■ **Task directions**:
Recast the listing below as a numbered list, one line per entry, and leave out any blank lines.

.....

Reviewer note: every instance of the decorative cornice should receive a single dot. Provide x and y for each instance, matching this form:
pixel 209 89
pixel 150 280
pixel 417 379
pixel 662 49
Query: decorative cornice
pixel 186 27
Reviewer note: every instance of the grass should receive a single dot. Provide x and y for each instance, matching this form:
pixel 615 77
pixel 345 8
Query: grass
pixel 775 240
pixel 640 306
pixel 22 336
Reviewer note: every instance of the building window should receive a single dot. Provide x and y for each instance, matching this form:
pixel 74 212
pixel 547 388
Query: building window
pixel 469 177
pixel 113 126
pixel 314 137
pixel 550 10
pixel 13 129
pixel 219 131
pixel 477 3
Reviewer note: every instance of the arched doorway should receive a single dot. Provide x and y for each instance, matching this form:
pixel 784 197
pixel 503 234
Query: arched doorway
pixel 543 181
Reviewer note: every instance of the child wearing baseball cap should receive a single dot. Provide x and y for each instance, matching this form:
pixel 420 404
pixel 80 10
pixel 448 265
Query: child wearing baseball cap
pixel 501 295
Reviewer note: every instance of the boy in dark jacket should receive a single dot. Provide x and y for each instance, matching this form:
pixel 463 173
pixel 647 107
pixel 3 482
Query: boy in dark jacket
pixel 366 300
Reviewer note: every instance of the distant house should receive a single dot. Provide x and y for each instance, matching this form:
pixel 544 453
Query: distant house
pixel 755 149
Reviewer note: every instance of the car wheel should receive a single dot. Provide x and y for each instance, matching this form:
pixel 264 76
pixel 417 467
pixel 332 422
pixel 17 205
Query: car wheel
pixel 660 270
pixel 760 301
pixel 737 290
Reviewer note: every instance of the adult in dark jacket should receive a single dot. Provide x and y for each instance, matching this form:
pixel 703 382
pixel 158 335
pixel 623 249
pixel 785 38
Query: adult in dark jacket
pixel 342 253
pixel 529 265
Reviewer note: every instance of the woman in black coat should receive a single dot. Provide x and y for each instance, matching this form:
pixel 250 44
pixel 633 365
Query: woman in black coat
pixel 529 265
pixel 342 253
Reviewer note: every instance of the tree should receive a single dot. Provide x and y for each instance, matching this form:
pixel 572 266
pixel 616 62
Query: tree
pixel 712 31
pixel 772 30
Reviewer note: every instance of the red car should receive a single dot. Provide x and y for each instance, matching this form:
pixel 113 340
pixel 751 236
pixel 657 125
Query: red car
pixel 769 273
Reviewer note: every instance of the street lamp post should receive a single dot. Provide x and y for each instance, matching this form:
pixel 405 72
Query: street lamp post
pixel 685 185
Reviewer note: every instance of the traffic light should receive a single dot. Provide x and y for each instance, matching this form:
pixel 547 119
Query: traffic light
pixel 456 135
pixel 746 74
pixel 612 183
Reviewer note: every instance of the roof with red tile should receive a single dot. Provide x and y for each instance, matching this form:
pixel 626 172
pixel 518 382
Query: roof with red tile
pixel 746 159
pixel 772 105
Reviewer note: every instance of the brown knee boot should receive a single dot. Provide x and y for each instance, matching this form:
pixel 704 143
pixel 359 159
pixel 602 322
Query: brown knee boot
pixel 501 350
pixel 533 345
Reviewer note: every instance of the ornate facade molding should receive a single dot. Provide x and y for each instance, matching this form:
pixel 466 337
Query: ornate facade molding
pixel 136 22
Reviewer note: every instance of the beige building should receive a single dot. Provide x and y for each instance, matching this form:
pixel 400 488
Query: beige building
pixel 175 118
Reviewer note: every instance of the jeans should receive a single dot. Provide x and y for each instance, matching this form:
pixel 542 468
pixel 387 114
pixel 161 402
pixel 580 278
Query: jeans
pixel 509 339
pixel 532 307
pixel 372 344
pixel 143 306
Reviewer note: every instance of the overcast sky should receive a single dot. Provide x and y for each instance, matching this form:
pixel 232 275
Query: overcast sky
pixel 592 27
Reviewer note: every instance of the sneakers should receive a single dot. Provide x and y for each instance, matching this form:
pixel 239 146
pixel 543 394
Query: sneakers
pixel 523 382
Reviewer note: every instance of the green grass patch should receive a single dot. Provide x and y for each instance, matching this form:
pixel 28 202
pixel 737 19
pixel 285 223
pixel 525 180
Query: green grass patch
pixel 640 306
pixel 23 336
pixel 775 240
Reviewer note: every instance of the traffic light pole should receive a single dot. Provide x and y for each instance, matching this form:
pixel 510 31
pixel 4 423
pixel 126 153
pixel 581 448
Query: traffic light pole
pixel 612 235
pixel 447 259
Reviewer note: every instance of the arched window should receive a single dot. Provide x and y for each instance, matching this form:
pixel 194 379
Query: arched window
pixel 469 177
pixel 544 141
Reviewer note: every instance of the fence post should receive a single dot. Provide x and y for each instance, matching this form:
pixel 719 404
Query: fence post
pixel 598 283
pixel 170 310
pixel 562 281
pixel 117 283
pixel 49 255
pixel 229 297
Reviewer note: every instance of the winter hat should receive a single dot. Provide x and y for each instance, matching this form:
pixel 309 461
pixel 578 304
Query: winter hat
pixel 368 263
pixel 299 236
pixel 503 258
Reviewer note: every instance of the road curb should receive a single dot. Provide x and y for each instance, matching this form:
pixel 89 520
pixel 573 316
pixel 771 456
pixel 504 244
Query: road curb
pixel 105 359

.....

■ **Response below**:
1. Reviewer note: every instance of the decorative cornice should receive a single dot. Provide x and y for each instance, matching this form:
2. pixel 209 89
3. pixel 150 280
4. pixel 417 379
5. pixel 662 49
6. Query: decorative cornice
7. pixel 186 27
8. Reviewer note: every instance of the grass should receive a single dot. Provide x and y for each instance, matching this form:
9. pixel 615 77
10. pixel 345 8
11. Query: grass
12. pixel 775 240
13. pixel 640 306
14. pixel 22 336
15. Reviewer note: every instance of the building window should receive a single dot. Provide x and y for each instance, matching this form:
16. pixel 74 212
17. pixel 547 388
18. Query: building window
19. pixel 469 177
20. pixel 113 126
21. pixel 314 137
22. pixel 550 10
23. pixel 13 129
24. pixel 219 131
25. pixel 477 3
26. Reviewer note: every instance of the arched doorway should receive a single dot. Provide x and y for each instance, matching this form:
27. pixel 784 197
28. pixel 503 234
29. Query: arched doorway
30. pixel 543 181
31. Reviewer note: every instance of the child wearing baseball cap should receive a single dot. Provide x and y for each instance, matching this form:
32. pixel 420 404
33. pixel 80 10
34. pixel 448 265
35. Query: child wearing baseball cap
36. pixel 501 295
37. Reviewer note: every instance of the boy in dark jacket should receive a single dot. Provide x and y for each instance, matching this form:
38. pixel 463 173
39. pixel 647 107
40. pixel 3 482
41. Query: boy in dark jacket
42. pixel 366 300
43. Reviewer note: every instance of the distant house should receive a single dot. Provide x and y for each instance, matching this form:
44. pixel 544 453
45. Query: distant house
46. pixel 755 149
47. Reviewer note: every instance of the car wheel should receive a single dot. Provide x and y for each instance, matching this form:
48. pixel 264 76
49. pixel 417 467
50. pixel 332 422
51. pixel 17 205
52. Query: car wheel
53. pixel 660 270
54. pixel 760 301
55. pixel 737 290
56. Reviewer note: every instance of the adult in dark jacket should receive a single dot. Provide x and y for each instance, matching this form:
57. pixel 703 382
58. pixel 158 335
59. pixel 623 249
60. pixel 785 38
61. Query: adult in dark jacket
62. pixel 342 253
63. pixel 529 265
64. Reviewer note: every instance of the woman in black coat should receive a single dot. Provide x and y for each instance, matching this form:
65. pixel 250 44
66. pixel 633 365
67. Query: woman in black coat
68. pixel 529 265
69. pixel 342 253
70. Reviewer note: every instance of the tree should receive a single dot. Provide x and y for each instance, matching this form:
71. pixel 572 266
72. pixel 616 62
73. Query: tree
74. pixel 712 31
75. pixel 772 30
76. Reviewer note: every instance of the red car should receive a single dot. Provide x and y for each instance, matching this form:
77. pixel 113 340
78. pixel 751 236
79. pixel 657 125
80. Query: red car
81. pixel 769 273
82. Reviewer note: every instance of the street lamp post should receive a single dot. Provide x and y for each instance, matching this form:
83. pixel 405 72
84. Query: street lamp post
85. pixel 685 185
86. Reviewer note: every instance of the traffic light should receive a single dot. Provide x and y for each instance, matching this form:
87. pixel 547 119
88. Query: traffic light
89. pixel 456 135
90. pixel 746 74
91. pixel 612 183
92. Reviewer note: every instance of the roof with red tile should receive a single dot. Provide x and y for each instance, matching this form:
93. pixel 626 172
94. pixel 518 382
95. Query: roof with red tile
96. pixel 746 159
97. pixel 772 105
98. Reviewer note: every instance of the brown knee boot should receive a single dot. Provide x and y for each instance, matching this form:
99. pixel 704 143
100. pixel 359 159
101. pixel 602 322
102. Query: brown knee boot
103. pixel 501 350
104. pixel 533 345
105. Reviewer note: every instance of the ornate facade molding should receive a single dot. Provide x and y for each instance, matching this form:
106. pixel 466 337
107. Query: ornate facade molding
108. pixel 136 22
109. Reviewer note: every instance of the beige building should receive a single dot. Provide x and y for each instance, matching this form:
110. pixel 400 488
111. Query: beige building
112. pixel 175 118
113. Reviewer note: every instance of the jeans should receive a single dot. Provide x and y for each instance, matching this form:
114. pixel 542 468
115. pixel 387 114
116. pixel 161 402
117. pixel 580 278
118. Query: jeans
119. pixel 509 339
120. pixel 532 307
121. pixel 372 344
122. pixel 143 306
123. Reviewer note: every instance of the overcast sky should receive a single dot. Provide x and y for each instance, matching this form:
124. pixel 232 275
125. Query: overcast sky
126. pixel 592 27
127. Reviewer note: every instance of the sneakers should receive a single dot. Provide x and y for each instance, matching this form:
128. pixel 239 146
129. pixel 543 394
130. Query: sneakers
131. pixel 523 382
132. Reviewer note: every instance of the green grass patch should receive a single dot. Provide x and y for each instance, matching this form:
133. pixel 28 202
134. pixel 737 19
135. pixel 285 223
136. pixel 525 180
137. Query: green grass patch
138. pixel 640 306
139. pixel 23 336
140. pixel 775 240
141. Reviewer note: every instance of the traffic light pole should receive a single dot. Provide x and y for each instance, matching this form:
142. pixel 510 31
143. pixel 4 423
144. pixel 126 153
145. pixel 581 448
146. Query: traffic light pole
147. pixel 612 235
148. pixel 447 259
149. Reviewer note: every instance of the arched window should receive a single dot. Provide x and y for each instance, matching this form:
150. pixel 194 379
151. Query: arched window
152. pixel 469 177
153. pixel 544 141
154. Reviewer note: every instance of the fence post should receive a single dot. Provide x and y for each instance, matching this form:
155. pixel 719 404
156. Query: fence post
157. pixel 598 283
158. pixel 170 310
159. pixel 562 281
160. pixel 117 283
161. pixel 49 255
162. pixel 229 297
163. Reviewer note: every instance of the winter hat should receive a single dot. Provide x and y for each instance, matching this form:
164. pixel 309 461
165. pixel 578 304
166. Query: winter hat
167. pixel 368 263
168. pixel 299 236
169. pixel 503 258
170. Reviewer note: every instance of the road curb should receive a single dot. Provide x and y for each instance, matching this form:
171. pixel 89 520
172. pixel 573 316
173. pixel 771 456
174. pixel 504 244
175. Query: road curb
176. pixel 105 359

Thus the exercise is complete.